Problem >>
Copy the records from the line containing "Point out every instance of the sign" to the line containing "x=536, y=531", both included, requests and all, and output only those lines. Scale every answer coordinate by 0.4 and round it to a whole number with halves going up, leaving the numbers in the requests and their format samples unchanged.
##### Given entries #####
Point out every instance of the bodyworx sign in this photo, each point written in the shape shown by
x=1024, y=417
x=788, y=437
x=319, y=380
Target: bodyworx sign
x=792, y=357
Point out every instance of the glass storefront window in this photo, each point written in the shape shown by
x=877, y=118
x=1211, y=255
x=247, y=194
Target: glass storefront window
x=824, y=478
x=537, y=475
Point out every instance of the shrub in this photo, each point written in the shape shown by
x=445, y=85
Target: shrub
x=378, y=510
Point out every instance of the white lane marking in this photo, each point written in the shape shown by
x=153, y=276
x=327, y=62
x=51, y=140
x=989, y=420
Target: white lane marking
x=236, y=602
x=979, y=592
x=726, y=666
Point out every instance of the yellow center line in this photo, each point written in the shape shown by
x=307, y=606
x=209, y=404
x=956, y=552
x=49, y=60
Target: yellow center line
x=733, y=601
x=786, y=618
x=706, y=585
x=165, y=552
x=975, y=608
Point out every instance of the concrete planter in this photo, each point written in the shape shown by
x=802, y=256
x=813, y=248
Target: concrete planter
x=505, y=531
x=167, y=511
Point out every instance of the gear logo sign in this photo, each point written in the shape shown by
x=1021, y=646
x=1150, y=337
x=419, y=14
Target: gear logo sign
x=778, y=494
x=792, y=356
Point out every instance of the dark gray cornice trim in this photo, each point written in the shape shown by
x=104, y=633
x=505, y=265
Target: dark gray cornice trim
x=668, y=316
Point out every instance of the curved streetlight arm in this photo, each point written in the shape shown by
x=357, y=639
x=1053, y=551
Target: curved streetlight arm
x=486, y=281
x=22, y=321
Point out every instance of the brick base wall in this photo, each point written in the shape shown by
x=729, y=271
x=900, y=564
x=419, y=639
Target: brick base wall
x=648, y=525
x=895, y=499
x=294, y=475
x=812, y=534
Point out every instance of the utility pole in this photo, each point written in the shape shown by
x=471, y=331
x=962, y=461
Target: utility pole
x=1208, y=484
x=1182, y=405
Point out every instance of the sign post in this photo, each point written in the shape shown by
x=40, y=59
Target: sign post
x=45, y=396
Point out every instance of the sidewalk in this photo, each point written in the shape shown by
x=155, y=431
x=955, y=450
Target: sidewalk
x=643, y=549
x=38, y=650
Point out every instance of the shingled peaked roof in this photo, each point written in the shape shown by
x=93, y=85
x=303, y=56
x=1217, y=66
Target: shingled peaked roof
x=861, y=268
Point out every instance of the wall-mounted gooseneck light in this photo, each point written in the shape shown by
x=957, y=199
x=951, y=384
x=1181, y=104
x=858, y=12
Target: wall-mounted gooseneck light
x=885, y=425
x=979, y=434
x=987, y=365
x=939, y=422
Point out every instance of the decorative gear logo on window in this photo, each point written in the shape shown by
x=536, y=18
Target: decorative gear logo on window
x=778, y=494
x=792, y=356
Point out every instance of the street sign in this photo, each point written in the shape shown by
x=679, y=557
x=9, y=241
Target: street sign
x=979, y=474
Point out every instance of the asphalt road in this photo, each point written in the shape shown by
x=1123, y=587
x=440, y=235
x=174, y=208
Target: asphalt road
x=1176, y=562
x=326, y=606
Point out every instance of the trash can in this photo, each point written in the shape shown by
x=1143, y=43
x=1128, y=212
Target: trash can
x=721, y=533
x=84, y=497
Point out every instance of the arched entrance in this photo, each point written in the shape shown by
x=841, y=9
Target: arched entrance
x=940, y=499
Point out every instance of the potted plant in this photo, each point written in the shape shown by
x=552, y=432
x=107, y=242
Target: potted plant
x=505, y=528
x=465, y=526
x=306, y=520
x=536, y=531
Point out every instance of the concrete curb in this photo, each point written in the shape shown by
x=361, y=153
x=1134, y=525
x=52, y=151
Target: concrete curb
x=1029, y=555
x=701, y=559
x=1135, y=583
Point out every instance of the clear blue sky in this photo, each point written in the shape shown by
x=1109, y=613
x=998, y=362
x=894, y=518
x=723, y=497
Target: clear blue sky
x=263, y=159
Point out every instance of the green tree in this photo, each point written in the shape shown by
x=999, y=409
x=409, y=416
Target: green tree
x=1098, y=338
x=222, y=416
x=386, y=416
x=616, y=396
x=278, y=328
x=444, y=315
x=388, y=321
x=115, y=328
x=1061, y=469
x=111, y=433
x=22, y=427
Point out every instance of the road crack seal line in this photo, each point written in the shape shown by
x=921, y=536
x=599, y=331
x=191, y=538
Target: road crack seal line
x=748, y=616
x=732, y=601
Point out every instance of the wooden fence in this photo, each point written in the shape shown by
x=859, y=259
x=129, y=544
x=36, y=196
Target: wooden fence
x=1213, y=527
#####
Answer to this problem >>
Point out every instance of the sign post in this photo, each point written in the shape shown by
x=40, y=59
Target: sign post
x=18, y=158
Point out every instance of the sidewalk in this photo, each point written in the shape shown by
x=155, y=431
x=955, y=450
Target: sidewalk
x=257, y=220
x=15, y=260
Point out every instance of the shingled peaked roof in this photo, each point written in the shape shown by
x=93, y=85
x=303, y=56
x=1217, y=66
Target: shingled peaked roof
x=344, y=107
Point out every instance of the wall-mounted gooseneck light in this photo, each point written in the shape shown by
x=957, y=199
x=951, y=384
x=1181, y=104
x=858, y=12
Target: wall-mounted gooseneck light
x=354, y=170
x=392, y=174
x=395, y=146
x=376, y=169
Point out every instance of the decorative gear logo on window in this photo, each point written in the shape shown by
x=536, y=18
Target: decorative gear logo on window
x=311, y=198
x=317, y=142
Point out every instance of the street sign in this photo, each point written in the shape shown by
x=679, y=557
x=9, y=241
Target: street sign
x=392, y=190
Point out every instance of the asphalt road in this photo, each point written in the shape shown by
x=1123, y=587
x=440, y=235
x=174, y=208
Target: asphalt road
x=470, y=225
x=130, y=242
Point out every instance of the trash can in this photo, each point written in the shape shown by
x=1143, y=43
x=1128, y=212
Target: trash can
x=288, y=213
x=34, y=199
Point out every instance of the arched entrance in this photo, each point written in the shape shown by
x=841, y=9
Target: arched entrance
x=376, y=200
Point out every instance of the potted plant in this photo, each point written in the shape shown by
x=552, y=432
x=107, y=242
Target: potted plant
x=202, y=211
x=186, y=210
x=122, y=208
x=214, y=212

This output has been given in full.